## Work instructions
Retype the listing below, keeping every line the same.

## Records to process
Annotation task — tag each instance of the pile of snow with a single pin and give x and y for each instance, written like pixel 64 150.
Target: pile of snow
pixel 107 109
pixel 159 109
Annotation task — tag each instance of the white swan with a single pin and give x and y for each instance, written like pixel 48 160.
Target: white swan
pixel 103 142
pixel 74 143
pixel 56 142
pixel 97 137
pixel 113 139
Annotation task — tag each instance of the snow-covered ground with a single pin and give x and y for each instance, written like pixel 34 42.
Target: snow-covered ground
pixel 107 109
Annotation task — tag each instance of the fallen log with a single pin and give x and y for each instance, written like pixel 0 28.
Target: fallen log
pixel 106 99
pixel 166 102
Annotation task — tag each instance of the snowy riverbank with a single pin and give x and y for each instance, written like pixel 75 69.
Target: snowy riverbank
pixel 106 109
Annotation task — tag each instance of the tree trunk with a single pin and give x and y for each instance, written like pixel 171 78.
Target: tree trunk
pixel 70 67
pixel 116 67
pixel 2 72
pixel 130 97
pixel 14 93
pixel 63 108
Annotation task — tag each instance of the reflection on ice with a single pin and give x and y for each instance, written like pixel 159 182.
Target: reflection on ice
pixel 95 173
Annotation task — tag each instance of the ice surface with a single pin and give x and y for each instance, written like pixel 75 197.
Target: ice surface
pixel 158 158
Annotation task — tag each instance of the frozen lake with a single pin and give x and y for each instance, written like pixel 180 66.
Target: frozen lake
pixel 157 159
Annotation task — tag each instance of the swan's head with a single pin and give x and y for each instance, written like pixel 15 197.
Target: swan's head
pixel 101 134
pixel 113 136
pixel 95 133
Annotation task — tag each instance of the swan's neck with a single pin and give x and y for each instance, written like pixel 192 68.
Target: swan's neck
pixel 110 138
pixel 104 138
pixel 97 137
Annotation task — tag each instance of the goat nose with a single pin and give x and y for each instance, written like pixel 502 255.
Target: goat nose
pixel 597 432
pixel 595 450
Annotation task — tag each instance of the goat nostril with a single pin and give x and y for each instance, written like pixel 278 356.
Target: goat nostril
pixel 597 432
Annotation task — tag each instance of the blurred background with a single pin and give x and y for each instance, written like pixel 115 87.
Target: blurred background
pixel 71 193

## Answer to the problem
Annotation task — tag each instance of the pile of snow with a single pin and give x and y for each instance, written like pixel 64 150.
Target: pile of snow
pixel 107 109
pixel 159 109
Annotation task — tag each instance of the white swan with a single pin and give x and y for each instance, written like pixel 48 160.
Target: white swan
pixel 103 142
pixel 74 143
pixel 56 142
pixel 97 137
pixel 113 139
Annotation task — tag each instance of the snow-covered ground with a single pin and give x and y for each instance, written like pixel 34 42.
Target: snow-covered ground
pixel 107 109
Annotation task — tag each instance of the fallen log with a single pin and give x and y for each instance, written like pixel 0 28.
Target: fallen log
pixel 106 99
pixel 166 102
Annotation task — tag each instance of the snowy riverbank with a single pin and give x and y for each instance, written like pixel 75 69.
Target: snowy riverbank
pixel 106 109
Annotation task — tag each instance of the tree trunk with a single pin and give x and y for each instance, written like pixel 171 78.
Target: tree trunk
pixel 70 67
pixel 116 67
pixel 2 72
pixel 130 97
pixel 14 93
pixel 63 108
Annotation task — tag each instance of the reflection on ice with a single pin and give x and y for each instance, written like pixel 159 182.
Target: reflection on ice
pixel 95 173
Annotation task — tag each instance of the ice surface with a single pin and give x and y for each instance, written like pixel 75 197.
Target: ice surface
pixel 158 158
Annotation task — tag each instance of the frozen lake with a single pin and give x and y for each instance, written like pixel 180 66.
Target: frozen lake
pixel 157 159
Annotation task — tag each instance of the swan's head with a single pin and give x and y for each instance, written like pixel 15 197.
Target: swan's head
pixel 101 134
pixel 113 136
pixel 95 133
Annotation task — tag each instance of the swan's neck with a single pin and give x and y for each instance, written like pixel 192 68.
Target: swan's neck
pixel 110 138
pixel 104 138
pixel 97 137
Annotation task — tag each instance of the goat nose with a single pin and give x and y for each instance, written like pixel 502 255.
Target: goat nose
pixel 597 432
pixel 595 450
Annotation task — tag each instance of the goat nostril with a single pin and give x and y for each instance, written like pixel 278 356.
Target: goat nostril
pixel 597 432
Annotation task — tag each instance of the blurred background with a single pin and give x and y for each instance, written like pixel 115 87.
Target: blurred background
pixel 71 193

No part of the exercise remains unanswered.